## Directions
Each line from the one that contains "Exercise. Point to the gray linen" through the end of the entries should be repeated exactly, with nothing added.

Recorded data Block Start

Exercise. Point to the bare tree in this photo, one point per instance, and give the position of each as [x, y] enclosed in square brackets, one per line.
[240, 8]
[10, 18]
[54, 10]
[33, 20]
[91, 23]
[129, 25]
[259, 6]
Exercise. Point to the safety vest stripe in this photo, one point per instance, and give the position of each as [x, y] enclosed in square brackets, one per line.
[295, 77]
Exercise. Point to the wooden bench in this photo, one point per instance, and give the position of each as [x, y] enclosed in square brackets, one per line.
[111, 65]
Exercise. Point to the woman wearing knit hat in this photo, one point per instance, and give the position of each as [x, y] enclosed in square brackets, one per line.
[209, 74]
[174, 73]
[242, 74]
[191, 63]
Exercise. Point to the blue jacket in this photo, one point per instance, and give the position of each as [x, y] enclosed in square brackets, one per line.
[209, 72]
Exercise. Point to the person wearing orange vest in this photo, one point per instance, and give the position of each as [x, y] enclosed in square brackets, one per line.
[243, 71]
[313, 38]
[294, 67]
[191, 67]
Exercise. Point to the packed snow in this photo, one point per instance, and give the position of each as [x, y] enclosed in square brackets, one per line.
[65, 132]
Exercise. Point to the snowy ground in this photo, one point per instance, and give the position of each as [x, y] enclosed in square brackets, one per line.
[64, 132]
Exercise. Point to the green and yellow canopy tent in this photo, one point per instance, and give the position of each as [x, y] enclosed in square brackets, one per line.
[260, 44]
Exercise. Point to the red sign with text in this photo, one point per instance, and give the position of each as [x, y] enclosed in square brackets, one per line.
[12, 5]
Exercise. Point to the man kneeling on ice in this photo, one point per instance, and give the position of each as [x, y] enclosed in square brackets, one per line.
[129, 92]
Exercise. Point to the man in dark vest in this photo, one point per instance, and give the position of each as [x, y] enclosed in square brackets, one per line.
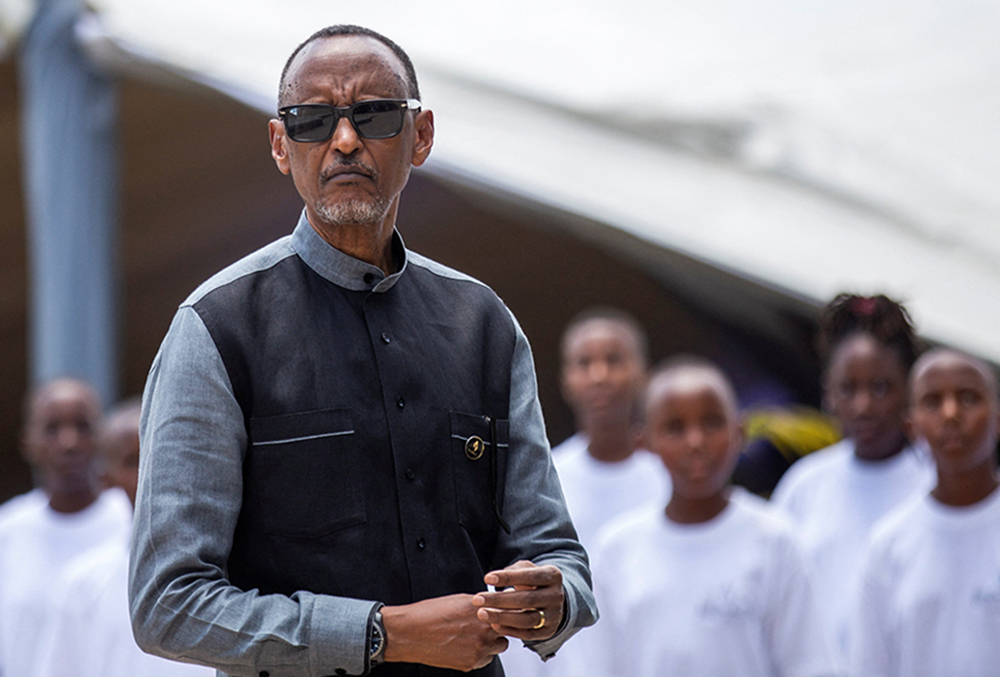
[344, 461]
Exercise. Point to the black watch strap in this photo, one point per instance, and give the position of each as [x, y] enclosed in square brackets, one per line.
[376, 640]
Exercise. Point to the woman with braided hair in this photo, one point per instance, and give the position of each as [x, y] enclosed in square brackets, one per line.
[835, 495]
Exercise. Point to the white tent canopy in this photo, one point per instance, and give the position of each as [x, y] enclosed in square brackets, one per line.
[814, 147]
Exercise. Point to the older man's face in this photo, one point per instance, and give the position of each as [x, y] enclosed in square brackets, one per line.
[348, 180]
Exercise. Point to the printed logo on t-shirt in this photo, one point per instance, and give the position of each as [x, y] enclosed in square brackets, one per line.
[729, 603]
[988, 595]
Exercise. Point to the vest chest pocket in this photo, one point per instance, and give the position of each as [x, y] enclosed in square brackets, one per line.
[302, 474]
[479, 458]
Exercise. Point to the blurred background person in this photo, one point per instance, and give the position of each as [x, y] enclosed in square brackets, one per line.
[88, 632]
[836, 495]
[931, 591]
[36, 543]
[602, 471]
[711, 582]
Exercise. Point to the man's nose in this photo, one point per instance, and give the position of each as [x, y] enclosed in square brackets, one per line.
[69, 437]
[695, 437]
[862, 400]
[949, 407]
[345, 139]
[598, 370]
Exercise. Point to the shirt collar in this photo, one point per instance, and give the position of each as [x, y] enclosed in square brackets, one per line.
[343, 270]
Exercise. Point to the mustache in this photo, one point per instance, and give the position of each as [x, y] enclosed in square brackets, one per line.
[355, 165]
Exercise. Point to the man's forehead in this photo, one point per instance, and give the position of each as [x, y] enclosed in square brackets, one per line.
[348, 56]
[951, 364]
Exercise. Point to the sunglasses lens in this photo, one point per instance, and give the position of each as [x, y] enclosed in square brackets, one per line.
[309, 123]
[378, 119]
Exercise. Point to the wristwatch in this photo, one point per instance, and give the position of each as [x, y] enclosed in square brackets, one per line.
[376, 641]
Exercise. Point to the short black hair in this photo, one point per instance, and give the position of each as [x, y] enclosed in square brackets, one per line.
[880, 317]
[413, 90]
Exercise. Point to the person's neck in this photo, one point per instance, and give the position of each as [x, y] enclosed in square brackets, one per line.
[891, 451]
[369, 243]
[967, 488]
[610, 443]
[696, 510]
[72, 502]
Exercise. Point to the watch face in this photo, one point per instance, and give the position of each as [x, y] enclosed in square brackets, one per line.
[377, 640]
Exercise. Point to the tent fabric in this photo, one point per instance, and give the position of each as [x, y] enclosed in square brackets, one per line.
[813, 147]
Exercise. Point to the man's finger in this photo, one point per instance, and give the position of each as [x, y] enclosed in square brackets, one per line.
[525, 619]
[519, 599]
[527, 576]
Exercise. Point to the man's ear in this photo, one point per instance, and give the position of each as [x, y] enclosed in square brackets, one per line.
[279, 145]
[423, 140]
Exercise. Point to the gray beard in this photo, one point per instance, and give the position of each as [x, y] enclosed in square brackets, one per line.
[354, 212]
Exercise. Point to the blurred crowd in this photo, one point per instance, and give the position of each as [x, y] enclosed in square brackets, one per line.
[863, 539]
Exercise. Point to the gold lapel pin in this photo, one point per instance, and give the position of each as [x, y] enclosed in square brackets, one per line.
[474, 447]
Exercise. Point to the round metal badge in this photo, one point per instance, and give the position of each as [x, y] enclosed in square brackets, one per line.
[474, 447]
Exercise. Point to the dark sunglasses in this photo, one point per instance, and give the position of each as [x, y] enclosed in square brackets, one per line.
[377, 119]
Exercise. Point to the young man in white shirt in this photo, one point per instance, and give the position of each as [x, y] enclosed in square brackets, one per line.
[37, 543]
[930, 602]
[602, 472]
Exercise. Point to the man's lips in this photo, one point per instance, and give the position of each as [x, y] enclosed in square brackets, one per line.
[347, 173]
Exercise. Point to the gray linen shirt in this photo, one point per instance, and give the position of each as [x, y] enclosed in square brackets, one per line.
[194, 439]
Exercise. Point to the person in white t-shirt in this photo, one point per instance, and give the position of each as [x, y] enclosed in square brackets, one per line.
[38, 542]
[603, 474]
[930, 602]
[88, 632]
[715, 583]
[836, 495]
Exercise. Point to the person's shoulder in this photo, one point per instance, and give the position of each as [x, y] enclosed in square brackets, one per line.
[92, 569]
[259, 261]
[760, 514]
[904, 523]
[572, 444]
[633, 526]
[569, 457]
[14, 509]
[422, 263]
[816, 467]
[457, 288]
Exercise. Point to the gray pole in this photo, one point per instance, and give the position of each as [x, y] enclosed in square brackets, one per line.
[69, 134]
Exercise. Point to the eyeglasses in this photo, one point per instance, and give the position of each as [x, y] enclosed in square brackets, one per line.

Recorded data Block End

## Answer section
Exercise. Point to the gray linen shirt in this photo, one point per instance, and give the position of each as [x, y] enclosed in square brackets, one per line.
[194, 439]
Exercise. Point to the person in white t-shirt in this photo, one point per instance, and give the position of each as [x, y] enclosed in square brackets, one per line.
[38, 542]
[603, 474]
[930, 602]
[88, 632]
[715, 583]
[836, 495]
Exercise. Point to the person's shoulder in this photo, one point per instance, and give the position of each as [x, y] enclosed in square brackets, one per line.
[92, 569]
[259, 261]
[760, 514]
[904, 523]
[572, 444]
[633, 526]
[569, 457]
[14, 509]
[422, 263]
[816, 467]
[457, 288]
Exercise. Point to the gray pole in this photo, one point per instance, and give the position of each as [x, y] enclosed in square brackets, one per line.
[69, 134]
Exercise. Point to the eyeglasses in this photo, one point per instance, and give the position of each as [x, y] enclosed in square brackets, one per line.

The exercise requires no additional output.